» **Instructions to follow**
Please count the lines in the items below that contain the string "outline", and reply with that number only.

"""

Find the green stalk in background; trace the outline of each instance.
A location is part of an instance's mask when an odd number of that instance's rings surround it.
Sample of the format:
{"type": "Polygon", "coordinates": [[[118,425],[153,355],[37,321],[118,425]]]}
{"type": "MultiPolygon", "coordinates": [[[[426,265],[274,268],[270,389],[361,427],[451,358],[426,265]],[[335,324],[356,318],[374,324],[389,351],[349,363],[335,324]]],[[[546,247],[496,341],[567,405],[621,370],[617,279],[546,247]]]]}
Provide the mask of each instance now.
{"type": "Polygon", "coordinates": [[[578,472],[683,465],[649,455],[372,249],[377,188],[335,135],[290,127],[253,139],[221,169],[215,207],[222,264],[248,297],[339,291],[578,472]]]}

"""
"""

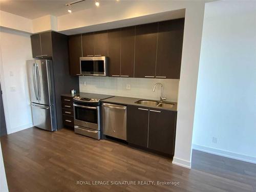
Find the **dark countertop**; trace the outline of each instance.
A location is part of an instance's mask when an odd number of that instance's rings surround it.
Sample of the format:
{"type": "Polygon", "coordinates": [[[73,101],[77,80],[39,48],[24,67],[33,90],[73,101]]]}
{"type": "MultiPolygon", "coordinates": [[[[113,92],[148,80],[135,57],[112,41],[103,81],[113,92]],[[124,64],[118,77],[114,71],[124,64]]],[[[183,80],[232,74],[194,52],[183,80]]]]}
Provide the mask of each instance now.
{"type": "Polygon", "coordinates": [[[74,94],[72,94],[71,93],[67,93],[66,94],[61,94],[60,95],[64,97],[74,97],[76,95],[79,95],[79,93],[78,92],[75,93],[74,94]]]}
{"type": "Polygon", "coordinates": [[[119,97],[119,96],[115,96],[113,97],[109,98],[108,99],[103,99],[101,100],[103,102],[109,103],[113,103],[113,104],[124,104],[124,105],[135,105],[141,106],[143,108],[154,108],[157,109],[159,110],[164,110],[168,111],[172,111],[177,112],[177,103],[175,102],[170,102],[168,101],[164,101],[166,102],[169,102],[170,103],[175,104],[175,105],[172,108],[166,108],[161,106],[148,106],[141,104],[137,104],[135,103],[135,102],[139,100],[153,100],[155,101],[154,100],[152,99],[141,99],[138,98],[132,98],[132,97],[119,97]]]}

"""
"""

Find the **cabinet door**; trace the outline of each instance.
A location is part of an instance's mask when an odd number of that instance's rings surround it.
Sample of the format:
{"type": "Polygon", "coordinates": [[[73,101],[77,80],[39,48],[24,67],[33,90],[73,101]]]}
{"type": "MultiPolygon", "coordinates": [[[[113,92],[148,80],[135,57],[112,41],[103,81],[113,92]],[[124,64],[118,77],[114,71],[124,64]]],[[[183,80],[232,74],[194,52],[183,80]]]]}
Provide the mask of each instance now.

"""

» **Output of the task**
3